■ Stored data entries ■

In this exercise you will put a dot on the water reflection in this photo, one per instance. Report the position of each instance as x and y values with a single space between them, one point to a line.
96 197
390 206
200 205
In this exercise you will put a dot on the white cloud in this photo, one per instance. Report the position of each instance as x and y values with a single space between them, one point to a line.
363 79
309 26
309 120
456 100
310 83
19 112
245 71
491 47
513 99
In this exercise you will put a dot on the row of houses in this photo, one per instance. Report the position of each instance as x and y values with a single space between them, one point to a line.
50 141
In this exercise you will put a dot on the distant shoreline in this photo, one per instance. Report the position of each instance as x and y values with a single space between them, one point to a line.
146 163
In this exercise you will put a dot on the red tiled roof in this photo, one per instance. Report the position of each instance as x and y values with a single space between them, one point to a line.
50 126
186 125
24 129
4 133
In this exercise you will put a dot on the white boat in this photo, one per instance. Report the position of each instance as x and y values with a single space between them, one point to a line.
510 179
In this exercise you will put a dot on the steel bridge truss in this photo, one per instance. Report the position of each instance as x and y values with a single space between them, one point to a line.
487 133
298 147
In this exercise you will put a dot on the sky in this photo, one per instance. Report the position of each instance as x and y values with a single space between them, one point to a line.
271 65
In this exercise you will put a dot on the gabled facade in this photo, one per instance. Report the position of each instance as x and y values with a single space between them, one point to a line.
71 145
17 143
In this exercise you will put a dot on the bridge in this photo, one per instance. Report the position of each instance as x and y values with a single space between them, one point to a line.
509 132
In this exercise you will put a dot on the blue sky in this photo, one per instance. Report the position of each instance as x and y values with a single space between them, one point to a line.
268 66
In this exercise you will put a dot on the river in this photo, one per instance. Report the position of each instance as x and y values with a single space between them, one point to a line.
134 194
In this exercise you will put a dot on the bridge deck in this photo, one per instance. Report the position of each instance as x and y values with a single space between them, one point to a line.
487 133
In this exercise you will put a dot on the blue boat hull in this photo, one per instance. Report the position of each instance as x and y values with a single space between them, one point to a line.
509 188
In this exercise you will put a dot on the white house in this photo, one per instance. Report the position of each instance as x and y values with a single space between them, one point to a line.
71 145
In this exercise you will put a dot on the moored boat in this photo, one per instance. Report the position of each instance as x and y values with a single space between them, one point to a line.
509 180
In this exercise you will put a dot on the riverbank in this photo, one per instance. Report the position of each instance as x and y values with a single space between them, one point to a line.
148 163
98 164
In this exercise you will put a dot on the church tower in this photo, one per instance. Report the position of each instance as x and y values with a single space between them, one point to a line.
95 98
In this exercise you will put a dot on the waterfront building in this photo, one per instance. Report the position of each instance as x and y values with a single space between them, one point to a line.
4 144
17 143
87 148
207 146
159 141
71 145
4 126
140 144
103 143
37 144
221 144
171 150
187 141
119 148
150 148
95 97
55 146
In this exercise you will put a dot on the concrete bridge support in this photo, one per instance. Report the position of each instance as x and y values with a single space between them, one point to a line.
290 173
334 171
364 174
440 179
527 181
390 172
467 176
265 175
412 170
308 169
...
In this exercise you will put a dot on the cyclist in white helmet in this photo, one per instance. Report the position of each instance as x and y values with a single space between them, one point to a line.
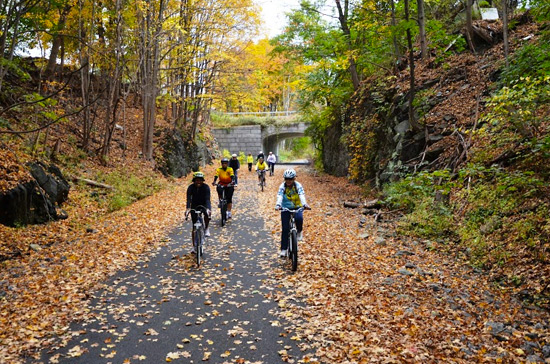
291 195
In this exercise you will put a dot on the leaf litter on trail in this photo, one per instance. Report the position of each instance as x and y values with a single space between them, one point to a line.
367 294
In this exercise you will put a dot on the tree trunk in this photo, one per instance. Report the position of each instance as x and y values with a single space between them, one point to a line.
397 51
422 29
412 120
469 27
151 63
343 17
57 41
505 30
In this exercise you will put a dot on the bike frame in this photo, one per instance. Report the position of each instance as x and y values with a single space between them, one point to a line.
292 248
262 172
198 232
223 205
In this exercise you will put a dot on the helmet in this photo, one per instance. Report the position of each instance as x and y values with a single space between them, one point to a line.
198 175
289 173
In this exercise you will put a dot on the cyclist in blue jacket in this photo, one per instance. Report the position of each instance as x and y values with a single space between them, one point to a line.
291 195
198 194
==
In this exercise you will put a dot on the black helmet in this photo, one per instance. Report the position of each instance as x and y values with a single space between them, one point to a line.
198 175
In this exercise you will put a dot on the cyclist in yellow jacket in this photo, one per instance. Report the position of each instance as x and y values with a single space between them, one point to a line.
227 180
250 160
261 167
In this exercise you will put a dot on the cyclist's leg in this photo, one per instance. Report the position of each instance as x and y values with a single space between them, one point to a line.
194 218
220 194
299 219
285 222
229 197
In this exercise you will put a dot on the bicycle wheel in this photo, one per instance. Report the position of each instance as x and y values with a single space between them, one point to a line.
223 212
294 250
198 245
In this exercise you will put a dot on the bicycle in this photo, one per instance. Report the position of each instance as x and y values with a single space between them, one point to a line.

■ Description of the task ■
Of the entries above, repeat exactly the lines between the line with "the bicycle wheel" and the line with "the bicycle in", inclusive, and no others.

■ Final answer ■
In this exercise you will put a dot on the bicycle wheel in this photo, one per instance. Report the position of each instance as x and y values with a single space between them, one point to a line.
223 212
294 250
198 245
In this exercise you will put a dot on the bicycle in this photo, one per instance. Report the position of each instance as x and y values with a single space between them, one point to a line.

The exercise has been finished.